**Do this**. Take the line containing "Note to the class: identify the tree in" through the last line of the data and retype those lines exactly. Pictures do not belong in the copy.

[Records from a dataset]
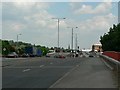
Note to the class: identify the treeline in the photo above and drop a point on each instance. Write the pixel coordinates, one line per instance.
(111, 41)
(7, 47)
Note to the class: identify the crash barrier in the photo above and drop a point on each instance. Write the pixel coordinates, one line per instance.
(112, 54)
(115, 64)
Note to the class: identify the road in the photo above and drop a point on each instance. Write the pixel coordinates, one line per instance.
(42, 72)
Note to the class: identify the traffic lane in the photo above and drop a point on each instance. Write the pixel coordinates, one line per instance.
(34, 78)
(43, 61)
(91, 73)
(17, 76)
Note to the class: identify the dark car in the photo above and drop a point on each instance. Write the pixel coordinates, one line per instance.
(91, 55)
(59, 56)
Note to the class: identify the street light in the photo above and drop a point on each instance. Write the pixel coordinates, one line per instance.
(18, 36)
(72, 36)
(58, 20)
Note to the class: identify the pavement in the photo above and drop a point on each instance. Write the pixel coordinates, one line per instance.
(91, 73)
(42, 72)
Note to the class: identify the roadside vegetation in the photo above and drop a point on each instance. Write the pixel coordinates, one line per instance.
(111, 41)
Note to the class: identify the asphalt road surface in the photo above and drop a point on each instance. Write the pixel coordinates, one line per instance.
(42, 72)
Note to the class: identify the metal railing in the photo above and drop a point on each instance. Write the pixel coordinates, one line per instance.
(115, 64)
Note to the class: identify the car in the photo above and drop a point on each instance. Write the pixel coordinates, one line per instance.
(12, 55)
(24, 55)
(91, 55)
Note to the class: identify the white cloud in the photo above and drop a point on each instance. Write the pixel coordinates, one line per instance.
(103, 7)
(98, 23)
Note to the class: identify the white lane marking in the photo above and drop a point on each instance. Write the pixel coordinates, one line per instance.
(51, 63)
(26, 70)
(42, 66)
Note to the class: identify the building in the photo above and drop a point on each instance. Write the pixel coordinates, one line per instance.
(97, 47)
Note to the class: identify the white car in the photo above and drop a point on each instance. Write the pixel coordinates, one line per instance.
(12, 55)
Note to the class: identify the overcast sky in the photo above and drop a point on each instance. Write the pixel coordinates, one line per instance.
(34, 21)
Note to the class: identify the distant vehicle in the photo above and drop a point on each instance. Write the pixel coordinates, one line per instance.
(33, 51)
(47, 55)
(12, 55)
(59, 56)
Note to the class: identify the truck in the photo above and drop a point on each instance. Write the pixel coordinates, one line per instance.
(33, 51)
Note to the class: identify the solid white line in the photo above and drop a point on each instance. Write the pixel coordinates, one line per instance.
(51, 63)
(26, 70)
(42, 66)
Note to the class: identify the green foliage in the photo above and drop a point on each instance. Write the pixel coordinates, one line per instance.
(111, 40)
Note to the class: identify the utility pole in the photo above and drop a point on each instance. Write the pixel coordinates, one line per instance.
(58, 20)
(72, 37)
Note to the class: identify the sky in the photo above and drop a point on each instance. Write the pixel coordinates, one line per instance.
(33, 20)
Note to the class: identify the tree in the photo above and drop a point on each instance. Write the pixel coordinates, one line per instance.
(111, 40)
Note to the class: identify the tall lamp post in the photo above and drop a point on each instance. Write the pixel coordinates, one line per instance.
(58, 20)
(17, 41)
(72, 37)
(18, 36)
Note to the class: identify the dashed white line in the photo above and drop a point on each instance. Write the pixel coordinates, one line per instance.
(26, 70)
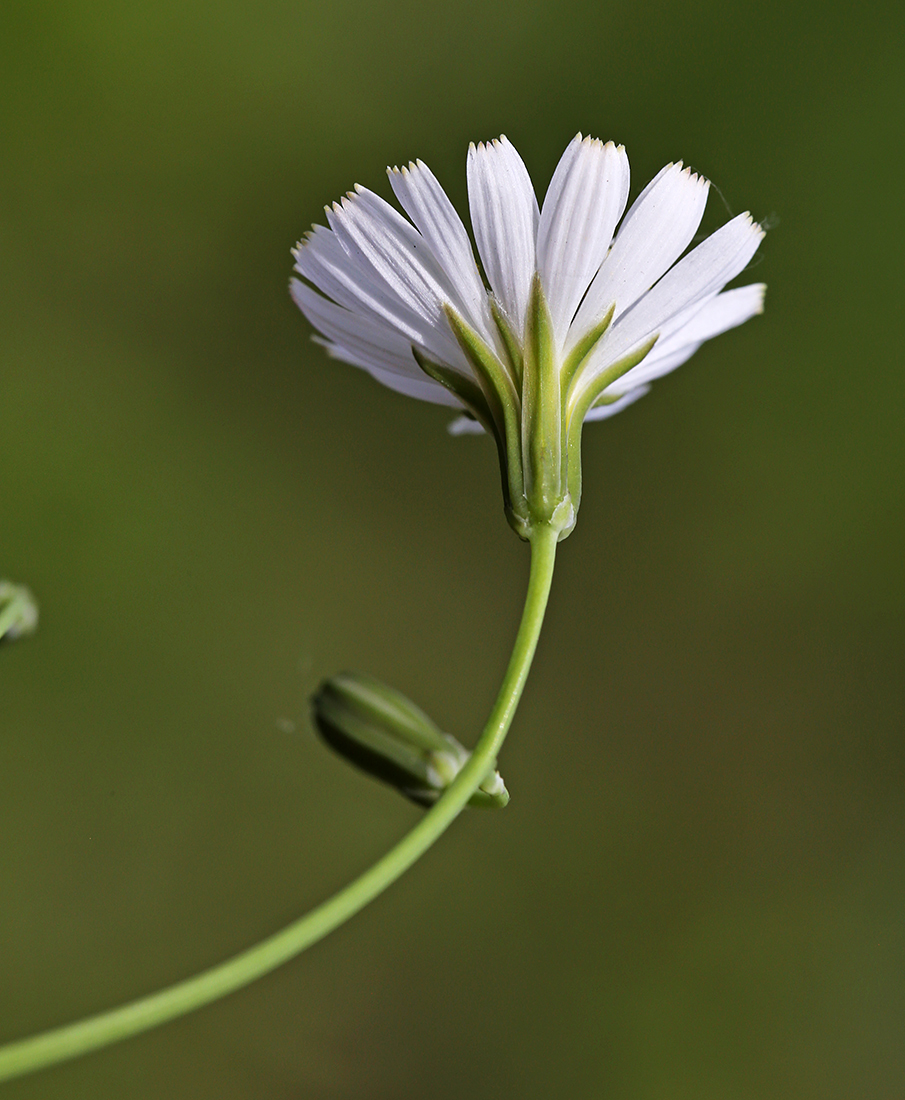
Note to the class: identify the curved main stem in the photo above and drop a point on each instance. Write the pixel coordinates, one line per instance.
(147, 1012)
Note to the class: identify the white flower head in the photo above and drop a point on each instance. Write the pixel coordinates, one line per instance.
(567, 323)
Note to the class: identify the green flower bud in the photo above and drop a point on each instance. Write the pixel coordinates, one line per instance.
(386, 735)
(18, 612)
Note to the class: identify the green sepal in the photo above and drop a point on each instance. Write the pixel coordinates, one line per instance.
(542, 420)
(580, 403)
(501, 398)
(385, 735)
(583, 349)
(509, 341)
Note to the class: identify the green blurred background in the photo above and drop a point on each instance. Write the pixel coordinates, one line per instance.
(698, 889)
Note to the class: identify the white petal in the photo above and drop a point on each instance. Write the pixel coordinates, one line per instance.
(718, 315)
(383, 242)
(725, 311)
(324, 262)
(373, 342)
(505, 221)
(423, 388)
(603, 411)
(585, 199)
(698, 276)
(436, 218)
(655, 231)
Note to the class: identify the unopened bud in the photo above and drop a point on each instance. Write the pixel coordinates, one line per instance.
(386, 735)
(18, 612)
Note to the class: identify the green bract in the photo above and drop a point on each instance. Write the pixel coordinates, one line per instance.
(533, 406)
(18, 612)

**Result for this exercise**.
Note to the class: identify the tree in the photo above and drop a point on each instance. Write the pixel coordinates, one line per instance.
(111, 40)
Note to the class: identify the tall lamp post in the photo above and drop a point on each instance. Write the pixel coordinates, one line per instance.
(58, 20)
(17, 41)
(72, 37)
(18, 36)
Note to the class: identify the dashed white line in the photo above and drop a point on each instance. Write the pixel coordinates, one line per instance.
(26, 70)
Note to the class: identify the curved main stem in the photo above and drop a point on each instance. Write the pixel coordinates, one line per instance.
(147, 1012)
Note to the class: identify the white flower head in the photo above and drop a point on each instance. Write the pixel coordinates, one line per instance.
(567, 323)
Note to the class: identify the green flower bud in the photo above and drop a point on each instance. Write the pixel coordinates, one line per instance.
(386, 735)
(18, 612)
Note to the class: identify the green sepal in the photo above and drop a point on each instance. Write the pixel coordinates, one line per instance.
(542, 420)
(580, 403)
(501, 398)
(385, 735)
(583, 349)
(509, 341)
Note to the class: identify the green blurred background in the photo above and drop a point on each instance. Write the pixel coordinates, one line per instance.
(698, 889)
Note to the class: identify the white petal in the photo above and drop a point on each instance. Write the pixel coordinates, one line per instance.
(718, 315)
(383, 242)
(725, 311)
(324, 262)
(373, 342)
(505, 221)
(423, 388)
(603, 411)
(585, 199)
(698, 276)
(436, 218)
(655, 231)
Note to the class: identify the unopened bud in the photo above and drop a point on each instance. Write the pixel coordinates, one line per instance.
(386, 735)
(18, 612)
Note to the class: identify the green bract in the photo above and drop a point on each instance. Write the pixel coordinates, one line per instance.
(533, 406)
(18, 612)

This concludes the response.